▶ [WHAT TO DO] Report how many lines of the material below contain the word "then", matching case exactly, and give only that number.

▶ [Items stored from a collection]
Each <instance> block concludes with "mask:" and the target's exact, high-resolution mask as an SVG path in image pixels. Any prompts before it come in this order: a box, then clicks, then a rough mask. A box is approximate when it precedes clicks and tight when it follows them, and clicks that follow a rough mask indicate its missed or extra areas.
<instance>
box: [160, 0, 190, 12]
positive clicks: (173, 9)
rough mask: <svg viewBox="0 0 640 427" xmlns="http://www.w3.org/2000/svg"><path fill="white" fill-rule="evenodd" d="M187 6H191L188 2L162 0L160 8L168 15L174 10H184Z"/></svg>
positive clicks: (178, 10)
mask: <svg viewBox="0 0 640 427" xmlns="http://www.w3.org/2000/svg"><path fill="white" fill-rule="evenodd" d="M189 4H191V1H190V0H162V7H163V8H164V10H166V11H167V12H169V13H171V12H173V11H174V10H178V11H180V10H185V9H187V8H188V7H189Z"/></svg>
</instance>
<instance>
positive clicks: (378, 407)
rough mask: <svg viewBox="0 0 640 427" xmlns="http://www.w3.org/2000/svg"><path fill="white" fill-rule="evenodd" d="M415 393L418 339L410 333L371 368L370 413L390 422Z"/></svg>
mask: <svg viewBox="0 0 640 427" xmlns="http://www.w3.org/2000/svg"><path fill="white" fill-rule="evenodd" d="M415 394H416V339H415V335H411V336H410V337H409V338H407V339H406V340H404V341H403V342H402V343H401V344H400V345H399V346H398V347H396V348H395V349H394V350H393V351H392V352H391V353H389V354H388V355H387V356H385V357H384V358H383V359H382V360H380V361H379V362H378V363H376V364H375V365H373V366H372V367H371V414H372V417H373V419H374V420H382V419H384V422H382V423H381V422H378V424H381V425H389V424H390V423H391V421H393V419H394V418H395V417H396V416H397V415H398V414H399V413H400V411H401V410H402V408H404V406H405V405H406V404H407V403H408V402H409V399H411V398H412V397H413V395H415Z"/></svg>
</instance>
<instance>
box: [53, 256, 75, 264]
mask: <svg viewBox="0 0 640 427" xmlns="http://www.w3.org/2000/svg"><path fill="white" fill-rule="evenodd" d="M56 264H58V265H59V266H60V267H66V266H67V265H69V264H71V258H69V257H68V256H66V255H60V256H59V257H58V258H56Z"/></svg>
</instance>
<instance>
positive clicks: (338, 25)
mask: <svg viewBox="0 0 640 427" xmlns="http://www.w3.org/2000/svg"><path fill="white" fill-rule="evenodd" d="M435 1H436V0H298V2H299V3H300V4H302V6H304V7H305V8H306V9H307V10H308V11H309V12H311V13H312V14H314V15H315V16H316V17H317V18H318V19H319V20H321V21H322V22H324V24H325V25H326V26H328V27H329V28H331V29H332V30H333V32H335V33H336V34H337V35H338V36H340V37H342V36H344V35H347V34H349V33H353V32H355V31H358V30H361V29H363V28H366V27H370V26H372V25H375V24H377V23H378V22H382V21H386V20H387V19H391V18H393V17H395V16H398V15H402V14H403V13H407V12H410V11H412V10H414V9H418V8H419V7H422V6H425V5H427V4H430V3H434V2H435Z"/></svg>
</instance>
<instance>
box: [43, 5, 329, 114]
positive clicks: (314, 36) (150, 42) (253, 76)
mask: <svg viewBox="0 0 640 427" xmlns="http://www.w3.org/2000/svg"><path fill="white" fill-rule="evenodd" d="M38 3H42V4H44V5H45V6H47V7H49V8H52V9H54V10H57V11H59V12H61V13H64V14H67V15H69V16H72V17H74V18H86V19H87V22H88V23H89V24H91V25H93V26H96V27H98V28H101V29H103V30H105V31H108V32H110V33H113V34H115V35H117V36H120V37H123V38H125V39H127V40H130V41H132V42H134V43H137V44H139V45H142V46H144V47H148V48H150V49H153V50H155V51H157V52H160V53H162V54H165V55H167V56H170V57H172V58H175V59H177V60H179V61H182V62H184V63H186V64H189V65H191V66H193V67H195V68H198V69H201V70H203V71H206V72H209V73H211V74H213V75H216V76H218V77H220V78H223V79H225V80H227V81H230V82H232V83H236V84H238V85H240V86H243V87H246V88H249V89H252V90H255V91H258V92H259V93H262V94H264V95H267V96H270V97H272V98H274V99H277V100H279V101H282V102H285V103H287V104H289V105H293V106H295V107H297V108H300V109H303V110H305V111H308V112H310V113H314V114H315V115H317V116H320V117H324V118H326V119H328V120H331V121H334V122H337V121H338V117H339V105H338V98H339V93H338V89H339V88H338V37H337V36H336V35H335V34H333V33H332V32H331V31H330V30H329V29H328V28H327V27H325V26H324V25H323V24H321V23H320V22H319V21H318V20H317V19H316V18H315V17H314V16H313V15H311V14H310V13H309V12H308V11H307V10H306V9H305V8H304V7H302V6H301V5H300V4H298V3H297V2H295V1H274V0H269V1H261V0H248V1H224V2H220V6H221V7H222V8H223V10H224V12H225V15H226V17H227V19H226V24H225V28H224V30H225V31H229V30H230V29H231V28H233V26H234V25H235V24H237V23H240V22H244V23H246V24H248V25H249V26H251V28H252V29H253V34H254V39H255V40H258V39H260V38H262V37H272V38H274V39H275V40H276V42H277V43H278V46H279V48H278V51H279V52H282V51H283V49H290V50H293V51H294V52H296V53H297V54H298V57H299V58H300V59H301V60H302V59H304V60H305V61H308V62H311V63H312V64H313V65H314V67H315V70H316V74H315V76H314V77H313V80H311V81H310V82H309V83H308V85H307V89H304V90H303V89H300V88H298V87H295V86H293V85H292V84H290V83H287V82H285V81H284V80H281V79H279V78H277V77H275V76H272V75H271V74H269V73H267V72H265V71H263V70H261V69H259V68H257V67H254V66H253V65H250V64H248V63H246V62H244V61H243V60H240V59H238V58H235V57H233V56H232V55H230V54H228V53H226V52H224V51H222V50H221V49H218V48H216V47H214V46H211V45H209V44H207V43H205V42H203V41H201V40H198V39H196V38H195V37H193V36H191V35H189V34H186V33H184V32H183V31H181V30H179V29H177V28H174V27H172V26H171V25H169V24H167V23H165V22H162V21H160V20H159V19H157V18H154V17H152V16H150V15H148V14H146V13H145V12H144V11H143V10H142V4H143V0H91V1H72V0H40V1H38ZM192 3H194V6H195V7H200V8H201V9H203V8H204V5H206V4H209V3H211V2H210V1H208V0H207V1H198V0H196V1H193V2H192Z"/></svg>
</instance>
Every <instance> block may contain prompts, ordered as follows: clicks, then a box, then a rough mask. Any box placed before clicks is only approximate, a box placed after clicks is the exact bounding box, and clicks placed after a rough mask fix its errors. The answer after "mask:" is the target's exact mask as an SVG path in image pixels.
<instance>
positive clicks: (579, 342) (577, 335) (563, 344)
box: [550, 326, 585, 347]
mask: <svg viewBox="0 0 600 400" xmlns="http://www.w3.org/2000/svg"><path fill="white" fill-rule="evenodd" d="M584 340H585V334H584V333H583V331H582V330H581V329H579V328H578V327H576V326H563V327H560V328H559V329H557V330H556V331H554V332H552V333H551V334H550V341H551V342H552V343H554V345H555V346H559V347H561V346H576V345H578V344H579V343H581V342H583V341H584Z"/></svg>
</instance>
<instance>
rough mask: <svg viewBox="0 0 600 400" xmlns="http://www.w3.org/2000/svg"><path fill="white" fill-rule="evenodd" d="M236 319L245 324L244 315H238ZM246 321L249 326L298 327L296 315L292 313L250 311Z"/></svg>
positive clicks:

▶ [EXERCISE OUTPUT] 2